::: Dataset excerpts :::
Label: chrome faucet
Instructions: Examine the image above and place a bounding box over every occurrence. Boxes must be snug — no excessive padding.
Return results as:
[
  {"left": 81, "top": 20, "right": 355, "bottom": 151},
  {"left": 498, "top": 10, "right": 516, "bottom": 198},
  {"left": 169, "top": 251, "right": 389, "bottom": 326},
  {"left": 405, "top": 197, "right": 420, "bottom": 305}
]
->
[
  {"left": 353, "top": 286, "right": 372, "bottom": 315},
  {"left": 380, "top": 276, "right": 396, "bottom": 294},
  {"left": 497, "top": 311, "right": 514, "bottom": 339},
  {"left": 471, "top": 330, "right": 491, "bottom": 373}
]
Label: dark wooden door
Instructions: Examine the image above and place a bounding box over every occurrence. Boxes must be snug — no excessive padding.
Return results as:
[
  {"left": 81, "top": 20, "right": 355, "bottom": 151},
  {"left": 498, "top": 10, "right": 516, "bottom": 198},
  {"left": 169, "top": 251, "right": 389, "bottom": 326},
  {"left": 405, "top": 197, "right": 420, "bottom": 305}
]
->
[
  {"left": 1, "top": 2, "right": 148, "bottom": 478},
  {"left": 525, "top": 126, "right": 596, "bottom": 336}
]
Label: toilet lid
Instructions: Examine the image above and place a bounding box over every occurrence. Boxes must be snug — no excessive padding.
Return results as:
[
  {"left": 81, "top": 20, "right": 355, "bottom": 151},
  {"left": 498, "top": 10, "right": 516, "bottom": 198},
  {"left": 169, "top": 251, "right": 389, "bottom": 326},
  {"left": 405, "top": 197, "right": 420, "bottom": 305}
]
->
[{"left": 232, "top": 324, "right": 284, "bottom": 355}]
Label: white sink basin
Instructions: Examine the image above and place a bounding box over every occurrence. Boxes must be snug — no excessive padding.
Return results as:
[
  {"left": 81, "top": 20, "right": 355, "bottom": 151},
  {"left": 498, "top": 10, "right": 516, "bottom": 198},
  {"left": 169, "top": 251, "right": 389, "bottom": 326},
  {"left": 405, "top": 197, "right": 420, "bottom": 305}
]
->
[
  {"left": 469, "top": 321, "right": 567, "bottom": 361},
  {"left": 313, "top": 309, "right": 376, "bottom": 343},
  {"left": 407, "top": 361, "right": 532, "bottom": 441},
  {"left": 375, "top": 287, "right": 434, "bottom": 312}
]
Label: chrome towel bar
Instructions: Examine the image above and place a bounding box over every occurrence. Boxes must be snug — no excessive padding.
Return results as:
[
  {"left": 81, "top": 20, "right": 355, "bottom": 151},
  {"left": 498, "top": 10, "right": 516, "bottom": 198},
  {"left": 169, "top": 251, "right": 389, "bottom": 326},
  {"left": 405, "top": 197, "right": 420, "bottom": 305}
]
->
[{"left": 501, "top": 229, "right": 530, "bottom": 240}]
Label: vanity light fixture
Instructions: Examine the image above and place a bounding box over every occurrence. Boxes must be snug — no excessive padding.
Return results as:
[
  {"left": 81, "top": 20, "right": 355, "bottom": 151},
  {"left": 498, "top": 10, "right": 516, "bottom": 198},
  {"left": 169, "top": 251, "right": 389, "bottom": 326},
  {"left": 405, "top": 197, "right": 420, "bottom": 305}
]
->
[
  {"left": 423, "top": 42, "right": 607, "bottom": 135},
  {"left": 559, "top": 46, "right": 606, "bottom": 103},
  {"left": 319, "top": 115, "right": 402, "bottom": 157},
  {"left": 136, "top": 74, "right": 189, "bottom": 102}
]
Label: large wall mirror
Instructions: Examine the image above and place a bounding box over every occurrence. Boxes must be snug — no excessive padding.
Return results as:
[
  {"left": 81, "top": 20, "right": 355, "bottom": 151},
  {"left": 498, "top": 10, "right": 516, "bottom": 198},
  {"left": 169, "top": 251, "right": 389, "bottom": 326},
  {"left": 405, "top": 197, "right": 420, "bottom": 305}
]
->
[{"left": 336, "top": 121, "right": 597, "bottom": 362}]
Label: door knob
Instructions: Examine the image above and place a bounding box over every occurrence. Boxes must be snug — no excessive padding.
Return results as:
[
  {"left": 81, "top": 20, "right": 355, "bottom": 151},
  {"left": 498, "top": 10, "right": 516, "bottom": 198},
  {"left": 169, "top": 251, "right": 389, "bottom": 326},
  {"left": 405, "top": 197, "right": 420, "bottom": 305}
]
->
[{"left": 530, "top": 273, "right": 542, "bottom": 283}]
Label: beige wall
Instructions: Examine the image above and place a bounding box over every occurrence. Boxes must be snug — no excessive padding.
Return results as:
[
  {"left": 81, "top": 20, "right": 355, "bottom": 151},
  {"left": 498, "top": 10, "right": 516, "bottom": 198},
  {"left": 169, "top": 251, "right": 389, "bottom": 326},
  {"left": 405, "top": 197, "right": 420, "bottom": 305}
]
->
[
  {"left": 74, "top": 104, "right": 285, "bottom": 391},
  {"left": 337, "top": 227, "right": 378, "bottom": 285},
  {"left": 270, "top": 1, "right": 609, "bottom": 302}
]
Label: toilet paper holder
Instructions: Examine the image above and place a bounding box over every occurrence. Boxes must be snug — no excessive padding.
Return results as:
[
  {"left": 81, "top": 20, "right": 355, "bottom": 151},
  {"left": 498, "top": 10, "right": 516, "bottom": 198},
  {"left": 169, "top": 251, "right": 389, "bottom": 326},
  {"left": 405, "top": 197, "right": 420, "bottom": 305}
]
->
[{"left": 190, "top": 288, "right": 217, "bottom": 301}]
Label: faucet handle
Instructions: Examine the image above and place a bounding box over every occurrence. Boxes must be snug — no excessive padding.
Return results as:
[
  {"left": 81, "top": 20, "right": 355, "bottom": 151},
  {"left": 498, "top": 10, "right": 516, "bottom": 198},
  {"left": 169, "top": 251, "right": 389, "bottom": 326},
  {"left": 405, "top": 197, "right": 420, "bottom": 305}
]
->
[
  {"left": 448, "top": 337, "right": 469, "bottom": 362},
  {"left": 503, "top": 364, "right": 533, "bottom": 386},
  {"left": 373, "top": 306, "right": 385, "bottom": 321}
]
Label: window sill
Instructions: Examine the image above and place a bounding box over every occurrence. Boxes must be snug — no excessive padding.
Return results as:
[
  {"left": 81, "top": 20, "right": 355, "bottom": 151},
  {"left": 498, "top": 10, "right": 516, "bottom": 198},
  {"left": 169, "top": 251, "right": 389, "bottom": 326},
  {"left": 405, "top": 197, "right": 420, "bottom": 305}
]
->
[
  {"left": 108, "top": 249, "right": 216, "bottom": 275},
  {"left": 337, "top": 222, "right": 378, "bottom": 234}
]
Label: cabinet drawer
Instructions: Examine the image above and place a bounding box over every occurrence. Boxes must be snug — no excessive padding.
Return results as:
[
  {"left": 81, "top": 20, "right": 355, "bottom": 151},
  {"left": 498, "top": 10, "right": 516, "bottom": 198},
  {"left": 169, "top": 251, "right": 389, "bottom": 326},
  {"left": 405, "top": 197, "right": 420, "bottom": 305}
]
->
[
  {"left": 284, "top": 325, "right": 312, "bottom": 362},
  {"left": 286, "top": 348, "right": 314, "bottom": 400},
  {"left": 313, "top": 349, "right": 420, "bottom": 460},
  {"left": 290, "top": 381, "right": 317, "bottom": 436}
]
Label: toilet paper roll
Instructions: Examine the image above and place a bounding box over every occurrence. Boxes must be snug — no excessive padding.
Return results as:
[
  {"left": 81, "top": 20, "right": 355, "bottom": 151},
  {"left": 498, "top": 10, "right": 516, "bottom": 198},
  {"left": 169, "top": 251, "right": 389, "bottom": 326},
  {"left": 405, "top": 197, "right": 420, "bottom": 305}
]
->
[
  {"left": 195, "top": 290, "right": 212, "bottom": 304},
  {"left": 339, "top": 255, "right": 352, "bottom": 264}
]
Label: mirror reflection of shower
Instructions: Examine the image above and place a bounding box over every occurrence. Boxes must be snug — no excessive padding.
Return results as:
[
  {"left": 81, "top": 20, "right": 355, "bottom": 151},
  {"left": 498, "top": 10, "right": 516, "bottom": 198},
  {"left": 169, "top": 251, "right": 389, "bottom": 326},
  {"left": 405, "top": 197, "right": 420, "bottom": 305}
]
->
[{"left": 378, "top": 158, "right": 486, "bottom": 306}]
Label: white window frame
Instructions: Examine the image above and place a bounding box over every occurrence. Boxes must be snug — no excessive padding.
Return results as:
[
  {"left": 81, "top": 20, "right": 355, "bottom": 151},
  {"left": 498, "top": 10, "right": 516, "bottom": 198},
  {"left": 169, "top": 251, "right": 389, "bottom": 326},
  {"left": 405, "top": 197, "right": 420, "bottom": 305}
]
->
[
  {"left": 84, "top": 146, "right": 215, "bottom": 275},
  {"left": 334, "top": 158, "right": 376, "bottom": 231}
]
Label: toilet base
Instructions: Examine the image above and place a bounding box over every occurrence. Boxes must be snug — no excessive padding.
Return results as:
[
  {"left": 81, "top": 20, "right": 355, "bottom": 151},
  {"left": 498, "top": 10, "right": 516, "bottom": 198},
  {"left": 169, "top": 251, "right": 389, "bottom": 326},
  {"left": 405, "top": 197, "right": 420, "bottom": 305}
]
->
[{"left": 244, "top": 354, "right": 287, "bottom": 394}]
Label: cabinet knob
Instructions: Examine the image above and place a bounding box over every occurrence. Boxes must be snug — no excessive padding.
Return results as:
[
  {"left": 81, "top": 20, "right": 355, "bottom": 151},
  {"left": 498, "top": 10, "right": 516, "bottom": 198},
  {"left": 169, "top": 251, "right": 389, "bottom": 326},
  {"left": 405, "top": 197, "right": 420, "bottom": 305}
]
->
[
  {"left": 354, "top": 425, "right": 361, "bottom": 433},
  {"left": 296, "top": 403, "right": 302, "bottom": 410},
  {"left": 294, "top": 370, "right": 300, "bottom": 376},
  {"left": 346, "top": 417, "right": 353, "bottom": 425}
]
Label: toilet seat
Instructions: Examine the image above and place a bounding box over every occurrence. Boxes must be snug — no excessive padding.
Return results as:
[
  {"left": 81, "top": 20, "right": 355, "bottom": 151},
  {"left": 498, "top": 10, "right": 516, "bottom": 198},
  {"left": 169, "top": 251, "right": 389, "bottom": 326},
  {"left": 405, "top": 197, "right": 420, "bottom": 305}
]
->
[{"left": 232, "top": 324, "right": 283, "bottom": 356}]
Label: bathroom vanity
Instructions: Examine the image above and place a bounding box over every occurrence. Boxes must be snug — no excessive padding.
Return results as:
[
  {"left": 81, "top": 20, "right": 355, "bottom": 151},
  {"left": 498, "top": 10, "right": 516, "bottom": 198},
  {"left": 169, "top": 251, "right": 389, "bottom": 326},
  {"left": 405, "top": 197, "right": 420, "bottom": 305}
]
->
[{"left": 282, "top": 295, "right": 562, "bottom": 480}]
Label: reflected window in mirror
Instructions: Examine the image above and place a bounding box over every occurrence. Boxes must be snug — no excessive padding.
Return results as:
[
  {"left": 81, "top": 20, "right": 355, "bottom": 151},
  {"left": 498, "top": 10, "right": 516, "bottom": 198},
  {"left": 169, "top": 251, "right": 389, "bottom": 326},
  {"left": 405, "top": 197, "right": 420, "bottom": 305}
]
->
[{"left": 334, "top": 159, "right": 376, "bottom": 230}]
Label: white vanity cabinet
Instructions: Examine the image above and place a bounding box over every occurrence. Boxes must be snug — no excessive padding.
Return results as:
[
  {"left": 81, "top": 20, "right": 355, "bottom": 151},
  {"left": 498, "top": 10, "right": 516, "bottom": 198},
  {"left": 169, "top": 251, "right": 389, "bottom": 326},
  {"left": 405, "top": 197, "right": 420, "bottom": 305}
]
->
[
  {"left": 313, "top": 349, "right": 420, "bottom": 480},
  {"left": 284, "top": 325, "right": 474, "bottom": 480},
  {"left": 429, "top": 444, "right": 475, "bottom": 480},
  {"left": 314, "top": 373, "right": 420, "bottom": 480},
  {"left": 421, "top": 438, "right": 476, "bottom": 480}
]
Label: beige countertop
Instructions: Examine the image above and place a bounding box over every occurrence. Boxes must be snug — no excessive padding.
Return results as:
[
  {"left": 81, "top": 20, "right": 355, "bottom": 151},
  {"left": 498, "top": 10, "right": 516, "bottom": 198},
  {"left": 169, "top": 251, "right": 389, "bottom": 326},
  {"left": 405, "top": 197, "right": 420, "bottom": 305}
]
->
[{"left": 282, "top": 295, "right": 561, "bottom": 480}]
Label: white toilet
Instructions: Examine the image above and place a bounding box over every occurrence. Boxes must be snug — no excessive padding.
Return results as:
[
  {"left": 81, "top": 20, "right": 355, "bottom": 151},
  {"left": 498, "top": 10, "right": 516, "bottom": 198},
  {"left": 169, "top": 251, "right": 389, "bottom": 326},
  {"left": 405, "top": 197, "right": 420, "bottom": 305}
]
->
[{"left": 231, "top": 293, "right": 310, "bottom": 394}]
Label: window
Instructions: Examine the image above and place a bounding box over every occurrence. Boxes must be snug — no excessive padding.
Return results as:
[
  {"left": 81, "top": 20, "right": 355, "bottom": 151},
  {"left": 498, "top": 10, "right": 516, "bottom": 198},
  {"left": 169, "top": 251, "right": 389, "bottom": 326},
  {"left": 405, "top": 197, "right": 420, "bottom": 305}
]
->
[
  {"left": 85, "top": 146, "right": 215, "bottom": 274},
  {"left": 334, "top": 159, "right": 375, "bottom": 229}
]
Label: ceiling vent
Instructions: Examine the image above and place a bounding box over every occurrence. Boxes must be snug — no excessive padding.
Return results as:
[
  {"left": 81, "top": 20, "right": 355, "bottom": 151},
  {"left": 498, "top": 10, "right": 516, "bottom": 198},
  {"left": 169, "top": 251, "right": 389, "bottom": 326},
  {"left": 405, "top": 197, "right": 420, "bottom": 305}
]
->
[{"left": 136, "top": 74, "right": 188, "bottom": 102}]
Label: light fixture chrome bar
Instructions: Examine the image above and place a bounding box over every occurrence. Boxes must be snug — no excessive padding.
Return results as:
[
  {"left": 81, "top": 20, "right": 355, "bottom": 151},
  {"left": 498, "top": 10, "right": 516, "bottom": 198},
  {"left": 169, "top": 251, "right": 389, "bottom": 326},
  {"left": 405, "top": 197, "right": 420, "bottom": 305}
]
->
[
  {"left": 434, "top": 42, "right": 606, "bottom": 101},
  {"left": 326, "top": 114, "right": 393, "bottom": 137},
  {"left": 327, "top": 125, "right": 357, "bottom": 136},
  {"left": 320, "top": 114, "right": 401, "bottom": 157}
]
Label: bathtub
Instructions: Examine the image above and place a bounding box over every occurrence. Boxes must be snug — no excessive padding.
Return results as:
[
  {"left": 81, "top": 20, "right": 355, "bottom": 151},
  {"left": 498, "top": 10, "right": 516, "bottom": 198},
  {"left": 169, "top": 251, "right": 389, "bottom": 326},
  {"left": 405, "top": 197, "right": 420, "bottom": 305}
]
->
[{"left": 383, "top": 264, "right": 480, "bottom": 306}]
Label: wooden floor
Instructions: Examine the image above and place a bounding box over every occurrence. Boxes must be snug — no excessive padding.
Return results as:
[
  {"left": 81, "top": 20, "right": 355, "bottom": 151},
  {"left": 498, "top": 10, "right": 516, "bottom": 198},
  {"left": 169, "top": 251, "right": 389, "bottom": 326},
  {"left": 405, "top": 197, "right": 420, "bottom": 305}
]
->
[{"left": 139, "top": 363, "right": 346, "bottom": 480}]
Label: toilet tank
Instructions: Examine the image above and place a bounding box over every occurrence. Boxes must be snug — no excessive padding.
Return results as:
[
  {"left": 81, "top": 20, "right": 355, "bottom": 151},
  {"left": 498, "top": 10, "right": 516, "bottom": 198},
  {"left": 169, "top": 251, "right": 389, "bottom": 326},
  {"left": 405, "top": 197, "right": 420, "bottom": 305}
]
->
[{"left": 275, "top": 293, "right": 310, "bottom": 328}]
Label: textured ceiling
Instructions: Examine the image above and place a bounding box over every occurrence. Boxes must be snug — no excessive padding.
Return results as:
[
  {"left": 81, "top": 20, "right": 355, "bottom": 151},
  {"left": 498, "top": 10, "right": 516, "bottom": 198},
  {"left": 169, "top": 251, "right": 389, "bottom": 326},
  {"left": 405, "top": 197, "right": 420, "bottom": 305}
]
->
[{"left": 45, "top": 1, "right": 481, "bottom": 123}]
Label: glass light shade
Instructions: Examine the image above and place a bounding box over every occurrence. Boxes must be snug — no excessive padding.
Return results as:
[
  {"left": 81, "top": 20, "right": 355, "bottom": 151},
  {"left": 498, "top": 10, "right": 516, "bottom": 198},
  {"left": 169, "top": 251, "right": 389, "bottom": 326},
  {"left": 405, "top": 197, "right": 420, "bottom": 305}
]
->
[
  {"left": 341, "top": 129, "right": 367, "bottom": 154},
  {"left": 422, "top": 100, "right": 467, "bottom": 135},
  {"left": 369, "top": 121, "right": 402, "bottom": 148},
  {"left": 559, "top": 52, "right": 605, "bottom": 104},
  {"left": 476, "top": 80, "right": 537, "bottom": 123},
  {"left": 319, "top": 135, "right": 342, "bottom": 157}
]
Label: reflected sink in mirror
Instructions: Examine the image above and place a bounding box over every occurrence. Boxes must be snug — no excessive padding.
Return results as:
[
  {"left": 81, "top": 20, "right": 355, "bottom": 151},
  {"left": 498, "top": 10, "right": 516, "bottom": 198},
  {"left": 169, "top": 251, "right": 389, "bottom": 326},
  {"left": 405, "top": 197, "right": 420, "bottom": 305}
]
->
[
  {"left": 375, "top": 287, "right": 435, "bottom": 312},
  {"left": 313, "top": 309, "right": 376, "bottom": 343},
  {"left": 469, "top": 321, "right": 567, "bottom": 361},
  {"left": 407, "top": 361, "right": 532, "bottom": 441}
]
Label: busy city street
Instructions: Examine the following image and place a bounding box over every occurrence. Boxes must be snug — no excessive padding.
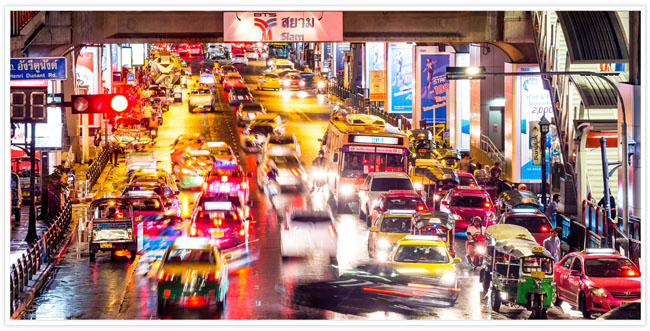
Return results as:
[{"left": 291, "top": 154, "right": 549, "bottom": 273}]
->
[{"left": 8, "top": 9, "right": 643, "bottom": 323}]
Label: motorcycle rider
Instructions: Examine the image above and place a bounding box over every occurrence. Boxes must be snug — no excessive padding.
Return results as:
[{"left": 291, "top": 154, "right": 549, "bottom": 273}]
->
[
  {"left": 466, "top": 216, "right": 486, "bottom": 264},
  {"left": 311, "top": 150, "right": 326, "bottom": 191},
  {"left": 265, "top": 160, "right": 280, "bottom": 198}
]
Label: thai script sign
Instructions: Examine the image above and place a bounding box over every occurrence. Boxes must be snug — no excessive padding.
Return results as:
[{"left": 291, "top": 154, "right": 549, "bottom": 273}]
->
[
  {"left": 224, "top": 12, "right": 343, "bottom": 42},
  {"left": 10, "top": 57, "right": 67, "bottom": 80}
]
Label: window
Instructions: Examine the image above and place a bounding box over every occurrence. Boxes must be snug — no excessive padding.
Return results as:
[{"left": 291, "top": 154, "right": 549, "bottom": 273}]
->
[
  {"left": 264, "top": 73, "right": 279, "bottom": 79},
  {"left": 584, "top": 258, "right": 640, "bottom": 277},
  {"left": 124, "top": 186, "right": 162, "bottom": 197},
  {"left": 380, "top": 217, "right": 412, "bottom": 233},
  {"left": 504, "top": 216, "right": 551, "bottom": 232},
  {"left": 342, "top": 152, "right": 406, "bottom": 176},
  {"left": 385, "top": 198, "right": 422, "bottom": 210},
  {"left": 269, "top": 155, "right": 300, "bottom": 168},
  {"left": 450, "top": 196, "right": 489, "bottom": 208},
  {"left": 561, "top": 256, "right": 575, "bottom": 269},
  {"left": 232, "top": 88, "right": 249, "bottom": 95},
  {"left": 522, "top": 256, "right": 554, "bottom": 275},
  {"left": 166, "top": 249, "right": 214, "bottom": 264},
  {"left": 459, "top": 176, "right": 477, "bottom": 186},
  {"left": 163, "top": 185, "right": 173, "bottom": 197},
  {"left": 187, "top": 155, "right": 215, "bottom": 167},
  {"left": 571, "top": 258, "right": 582, "bottom": 273},
  {"left": 371, "top": 178, "right": 413, "bottom": 191},
  {"left": 174, "top": 138, "right": 203, "bottom": 147},
  {"left": 130, "top": 198, "right": 162, "bottom": 211},
  {"left": 393, "top": 245, "right": 449, "bottom": 264}
]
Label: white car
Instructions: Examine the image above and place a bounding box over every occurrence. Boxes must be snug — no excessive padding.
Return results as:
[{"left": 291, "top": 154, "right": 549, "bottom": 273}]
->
[
  {"left": 358, "top": 172, "right": 415, "bottom": 226},
  {"left": 281, "top": 209, "right": 338, "bottom": 260},
  {"left": 256, "top": 153, "right": 306, "bottom": 191},
  {"left": 264, "top": 133, "right": 300, "bottom": 158},
  {"left": 232, "top": 54, "right": 248, "bottom": 66},
  {"left": 245, "top": 51, "right": 259, "bottom": 60}
]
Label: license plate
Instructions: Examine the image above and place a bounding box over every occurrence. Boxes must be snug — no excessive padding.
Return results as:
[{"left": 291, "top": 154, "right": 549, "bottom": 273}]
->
[
  {"left": 136, "top": 216, "right": 142, "bottom": 222},
  {"left": 621, "top": 301, "right": 630, "bottom": 305},
  {"left": 238, "top": 96, "right": 243, "bottom": 100},
  {"left": 211, "top": 230, "right": 224, "bottom": 238},
  {"left": 100, "top": 243, "right": 113, "bottom": 249}
]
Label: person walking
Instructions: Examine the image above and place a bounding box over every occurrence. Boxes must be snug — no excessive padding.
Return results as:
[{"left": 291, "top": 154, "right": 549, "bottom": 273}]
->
[
  {"left": 474, "top": 162, "right": 487, "bottom": 184},
  {"left": 543, "top": 229, "right": 561, "bottom": 261},
  {"left": 598, "top": 189, "right": 617, "bottom": 219},
  {"left": 545, "top": 194, "right": 560, "bottom": 227}
]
:::
_Exercise_:
Using the entries above, return each line in which the word "fixture" occurs.

_Task answer_:
Label: vanity light fixture
Label: light fixture chrome bar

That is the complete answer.